_Task statement:_ How many lines in the rows below contain the word "cracker"? Give only the number.

╭─ Data shown

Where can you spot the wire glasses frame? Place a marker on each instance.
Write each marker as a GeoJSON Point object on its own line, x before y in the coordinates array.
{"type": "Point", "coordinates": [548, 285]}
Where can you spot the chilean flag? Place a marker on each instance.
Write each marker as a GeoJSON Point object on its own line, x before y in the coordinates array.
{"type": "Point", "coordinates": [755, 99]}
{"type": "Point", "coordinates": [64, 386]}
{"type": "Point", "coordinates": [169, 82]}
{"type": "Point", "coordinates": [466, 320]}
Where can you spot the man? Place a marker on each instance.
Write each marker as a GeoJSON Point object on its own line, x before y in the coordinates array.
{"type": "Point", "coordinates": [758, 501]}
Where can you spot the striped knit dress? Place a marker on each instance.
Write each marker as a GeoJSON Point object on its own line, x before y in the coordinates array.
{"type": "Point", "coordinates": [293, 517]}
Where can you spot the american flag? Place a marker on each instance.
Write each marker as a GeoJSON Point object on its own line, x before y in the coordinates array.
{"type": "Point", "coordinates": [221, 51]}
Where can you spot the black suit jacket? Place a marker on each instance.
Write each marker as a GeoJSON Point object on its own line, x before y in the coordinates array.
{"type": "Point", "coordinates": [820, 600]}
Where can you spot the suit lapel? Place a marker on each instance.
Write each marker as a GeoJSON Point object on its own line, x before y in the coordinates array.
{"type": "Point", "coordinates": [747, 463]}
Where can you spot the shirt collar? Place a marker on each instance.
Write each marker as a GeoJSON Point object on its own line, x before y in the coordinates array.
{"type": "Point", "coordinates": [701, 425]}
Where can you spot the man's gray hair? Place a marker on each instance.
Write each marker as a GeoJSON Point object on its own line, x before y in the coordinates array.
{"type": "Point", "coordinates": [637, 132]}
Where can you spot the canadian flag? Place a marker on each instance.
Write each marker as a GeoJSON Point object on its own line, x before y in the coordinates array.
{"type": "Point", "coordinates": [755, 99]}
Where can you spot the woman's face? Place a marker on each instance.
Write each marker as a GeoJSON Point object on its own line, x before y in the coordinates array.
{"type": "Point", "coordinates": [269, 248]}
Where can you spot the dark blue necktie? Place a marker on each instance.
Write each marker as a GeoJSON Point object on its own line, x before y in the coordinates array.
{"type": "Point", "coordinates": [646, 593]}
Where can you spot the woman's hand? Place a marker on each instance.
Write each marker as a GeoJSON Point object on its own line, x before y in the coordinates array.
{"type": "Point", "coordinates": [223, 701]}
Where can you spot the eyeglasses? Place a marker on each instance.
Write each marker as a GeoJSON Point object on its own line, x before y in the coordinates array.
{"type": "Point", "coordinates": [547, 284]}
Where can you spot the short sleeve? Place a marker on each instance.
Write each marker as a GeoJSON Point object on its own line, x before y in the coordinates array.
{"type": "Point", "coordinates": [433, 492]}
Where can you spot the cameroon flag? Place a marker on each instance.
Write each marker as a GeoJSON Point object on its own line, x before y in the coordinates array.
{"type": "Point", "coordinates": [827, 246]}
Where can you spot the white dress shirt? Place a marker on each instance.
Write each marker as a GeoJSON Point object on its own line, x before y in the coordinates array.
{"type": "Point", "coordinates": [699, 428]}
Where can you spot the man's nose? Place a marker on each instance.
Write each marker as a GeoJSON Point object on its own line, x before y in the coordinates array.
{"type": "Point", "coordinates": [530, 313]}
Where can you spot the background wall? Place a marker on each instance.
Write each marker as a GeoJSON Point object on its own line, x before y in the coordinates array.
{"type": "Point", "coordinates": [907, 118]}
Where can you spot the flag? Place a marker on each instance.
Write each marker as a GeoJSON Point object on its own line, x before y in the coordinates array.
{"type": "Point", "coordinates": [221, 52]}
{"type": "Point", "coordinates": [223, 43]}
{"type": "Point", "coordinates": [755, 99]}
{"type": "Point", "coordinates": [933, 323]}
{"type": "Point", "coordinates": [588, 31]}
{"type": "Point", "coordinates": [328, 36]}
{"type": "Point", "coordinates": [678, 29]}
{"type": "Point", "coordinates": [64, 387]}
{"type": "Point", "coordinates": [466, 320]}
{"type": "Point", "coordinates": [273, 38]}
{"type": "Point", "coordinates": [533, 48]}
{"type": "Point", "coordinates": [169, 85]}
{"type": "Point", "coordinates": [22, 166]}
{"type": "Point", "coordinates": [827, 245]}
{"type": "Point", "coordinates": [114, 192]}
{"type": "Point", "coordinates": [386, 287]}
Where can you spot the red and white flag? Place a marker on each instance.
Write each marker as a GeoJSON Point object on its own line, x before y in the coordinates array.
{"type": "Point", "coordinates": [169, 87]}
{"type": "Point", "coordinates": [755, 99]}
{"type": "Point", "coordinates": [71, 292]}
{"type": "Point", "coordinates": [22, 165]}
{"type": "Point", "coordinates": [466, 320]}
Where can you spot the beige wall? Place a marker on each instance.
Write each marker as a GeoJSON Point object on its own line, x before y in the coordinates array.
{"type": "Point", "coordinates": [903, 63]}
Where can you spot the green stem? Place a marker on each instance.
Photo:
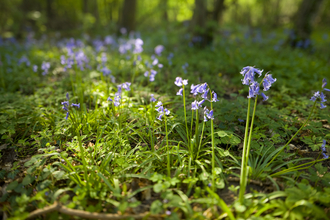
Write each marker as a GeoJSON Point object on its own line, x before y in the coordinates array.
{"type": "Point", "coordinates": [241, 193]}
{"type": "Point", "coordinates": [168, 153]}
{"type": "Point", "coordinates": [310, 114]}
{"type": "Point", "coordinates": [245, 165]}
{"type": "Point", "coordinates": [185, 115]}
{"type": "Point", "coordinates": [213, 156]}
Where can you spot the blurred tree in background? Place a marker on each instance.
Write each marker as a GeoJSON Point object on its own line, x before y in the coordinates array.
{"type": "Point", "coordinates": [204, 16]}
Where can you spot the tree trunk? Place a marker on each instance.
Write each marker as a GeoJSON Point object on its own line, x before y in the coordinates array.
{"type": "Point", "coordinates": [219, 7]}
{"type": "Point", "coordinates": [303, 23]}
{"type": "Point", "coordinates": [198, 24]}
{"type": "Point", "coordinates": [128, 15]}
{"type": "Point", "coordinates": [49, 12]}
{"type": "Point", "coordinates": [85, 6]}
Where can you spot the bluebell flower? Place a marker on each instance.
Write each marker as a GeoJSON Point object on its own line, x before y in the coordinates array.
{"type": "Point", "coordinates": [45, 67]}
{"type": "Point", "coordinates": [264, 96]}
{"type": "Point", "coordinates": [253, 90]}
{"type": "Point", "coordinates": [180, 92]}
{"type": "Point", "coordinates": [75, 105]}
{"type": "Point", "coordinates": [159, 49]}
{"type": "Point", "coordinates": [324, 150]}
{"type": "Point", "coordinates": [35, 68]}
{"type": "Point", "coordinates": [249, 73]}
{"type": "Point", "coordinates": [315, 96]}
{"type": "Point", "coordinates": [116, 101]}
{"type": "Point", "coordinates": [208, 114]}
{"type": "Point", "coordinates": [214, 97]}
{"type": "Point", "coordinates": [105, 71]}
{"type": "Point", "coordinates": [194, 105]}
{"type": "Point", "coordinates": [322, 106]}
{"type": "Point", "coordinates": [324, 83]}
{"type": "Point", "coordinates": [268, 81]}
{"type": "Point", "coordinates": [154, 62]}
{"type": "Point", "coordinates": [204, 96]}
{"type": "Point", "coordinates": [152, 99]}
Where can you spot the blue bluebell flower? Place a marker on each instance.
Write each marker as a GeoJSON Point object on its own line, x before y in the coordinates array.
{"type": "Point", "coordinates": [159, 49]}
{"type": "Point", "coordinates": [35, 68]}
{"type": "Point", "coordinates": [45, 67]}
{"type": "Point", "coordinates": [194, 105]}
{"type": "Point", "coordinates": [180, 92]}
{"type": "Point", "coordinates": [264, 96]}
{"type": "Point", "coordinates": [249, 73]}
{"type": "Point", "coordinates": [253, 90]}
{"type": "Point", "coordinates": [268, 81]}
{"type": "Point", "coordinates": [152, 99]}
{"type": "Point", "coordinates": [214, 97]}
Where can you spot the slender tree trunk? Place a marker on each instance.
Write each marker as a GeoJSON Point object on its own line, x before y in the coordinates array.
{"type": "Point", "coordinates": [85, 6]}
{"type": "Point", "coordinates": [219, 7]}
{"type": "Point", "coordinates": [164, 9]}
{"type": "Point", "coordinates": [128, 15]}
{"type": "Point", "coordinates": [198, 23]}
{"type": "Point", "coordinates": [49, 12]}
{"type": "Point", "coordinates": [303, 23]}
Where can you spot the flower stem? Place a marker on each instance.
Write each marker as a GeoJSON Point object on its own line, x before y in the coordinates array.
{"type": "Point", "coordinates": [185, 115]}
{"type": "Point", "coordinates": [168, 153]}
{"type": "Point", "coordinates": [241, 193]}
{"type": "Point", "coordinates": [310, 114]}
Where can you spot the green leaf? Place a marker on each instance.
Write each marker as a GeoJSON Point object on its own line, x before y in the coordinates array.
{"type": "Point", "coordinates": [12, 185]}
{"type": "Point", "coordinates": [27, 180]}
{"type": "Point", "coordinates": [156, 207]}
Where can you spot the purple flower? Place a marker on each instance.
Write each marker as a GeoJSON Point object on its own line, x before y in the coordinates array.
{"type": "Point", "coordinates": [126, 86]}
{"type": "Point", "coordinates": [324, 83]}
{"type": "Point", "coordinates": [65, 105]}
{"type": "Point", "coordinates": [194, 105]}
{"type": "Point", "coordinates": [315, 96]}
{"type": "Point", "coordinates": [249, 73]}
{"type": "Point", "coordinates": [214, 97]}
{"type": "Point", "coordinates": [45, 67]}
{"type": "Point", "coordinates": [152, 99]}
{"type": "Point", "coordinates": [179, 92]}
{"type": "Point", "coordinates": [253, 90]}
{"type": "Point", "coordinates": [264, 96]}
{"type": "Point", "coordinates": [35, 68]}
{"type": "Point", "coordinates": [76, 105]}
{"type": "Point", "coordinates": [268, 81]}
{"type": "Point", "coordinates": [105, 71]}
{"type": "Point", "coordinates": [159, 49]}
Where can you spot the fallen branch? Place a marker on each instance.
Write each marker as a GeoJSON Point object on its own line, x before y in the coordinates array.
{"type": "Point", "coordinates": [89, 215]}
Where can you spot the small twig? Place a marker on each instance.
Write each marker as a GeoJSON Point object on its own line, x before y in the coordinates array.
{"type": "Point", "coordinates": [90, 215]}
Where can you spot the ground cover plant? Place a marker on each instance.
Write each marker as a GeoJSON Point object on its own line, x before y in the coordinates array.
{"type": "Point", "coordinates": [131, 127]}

╰─
╭─ Data shown

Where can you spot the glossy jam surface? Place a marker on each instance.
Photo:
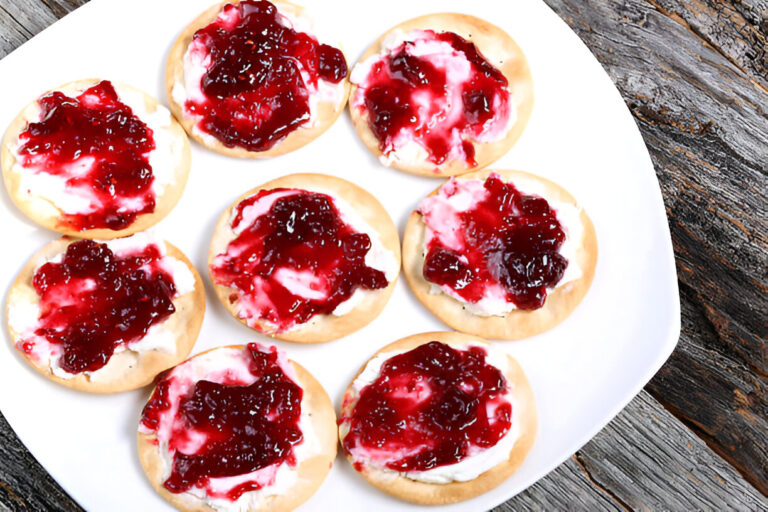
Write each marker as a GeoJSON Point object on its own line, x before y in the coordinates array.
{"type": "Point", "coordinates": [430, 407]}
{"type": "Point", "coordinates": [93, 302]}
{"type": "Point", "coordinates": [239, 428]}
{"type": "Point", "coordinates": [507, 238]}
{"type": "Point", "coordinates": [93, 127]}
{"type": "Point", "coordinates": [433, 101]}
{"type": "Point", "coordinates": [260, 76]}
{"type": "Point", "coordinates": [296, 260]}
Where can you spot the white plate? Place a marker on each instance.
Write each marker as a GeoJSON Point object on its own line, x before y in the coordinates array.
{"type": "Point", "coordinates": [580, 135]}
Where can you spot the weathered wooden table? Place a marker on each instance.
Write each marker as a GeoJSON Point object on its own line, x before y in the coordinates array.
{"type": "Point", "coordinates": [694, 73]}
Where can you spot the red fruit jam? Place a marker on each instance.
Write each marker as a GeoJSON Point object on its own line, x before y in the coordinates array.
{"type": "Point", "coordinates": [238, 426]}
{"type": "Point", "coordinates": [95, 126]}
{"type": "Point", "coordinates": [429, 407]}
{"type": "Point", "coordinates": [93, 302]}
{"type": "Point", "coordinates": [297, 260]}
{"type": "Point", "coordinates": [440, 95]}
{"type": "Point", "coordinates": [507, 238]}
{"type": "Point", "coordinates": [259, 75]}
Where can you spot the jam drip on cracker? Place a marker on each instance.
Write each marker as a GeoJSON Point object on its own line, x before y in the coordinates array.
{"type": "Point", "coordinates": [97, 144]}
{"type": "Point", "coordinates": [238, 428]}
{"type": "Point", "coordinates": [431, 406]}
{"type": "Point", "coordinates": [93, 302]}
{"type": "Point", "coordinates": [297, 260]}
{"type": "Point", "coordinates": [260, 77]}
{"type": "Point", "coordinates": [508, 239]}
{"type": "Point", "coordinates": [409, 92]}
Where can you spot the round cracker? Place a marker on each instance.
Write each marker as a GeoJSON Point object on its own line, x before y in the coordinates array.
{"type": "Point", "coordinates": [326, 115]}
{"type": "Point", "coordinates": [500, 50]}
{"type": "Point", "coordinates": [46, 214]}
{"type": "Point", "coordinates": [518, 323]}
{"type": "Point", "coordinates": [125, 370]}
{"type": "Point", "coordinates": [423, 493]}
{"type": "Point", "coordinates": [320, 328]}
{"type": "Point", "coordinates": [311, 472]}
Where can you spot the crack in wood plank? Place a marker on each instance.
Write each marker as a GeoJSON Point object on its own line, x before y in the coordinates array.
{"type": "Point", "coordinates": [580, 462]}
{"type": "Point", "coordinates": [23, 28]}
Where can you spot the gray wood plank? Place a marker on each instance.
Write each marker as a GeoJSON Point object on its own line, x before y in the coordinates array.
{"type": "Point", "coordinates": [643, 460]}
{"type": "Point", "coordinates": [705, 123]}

╰─

_Response to the exercise:_ 2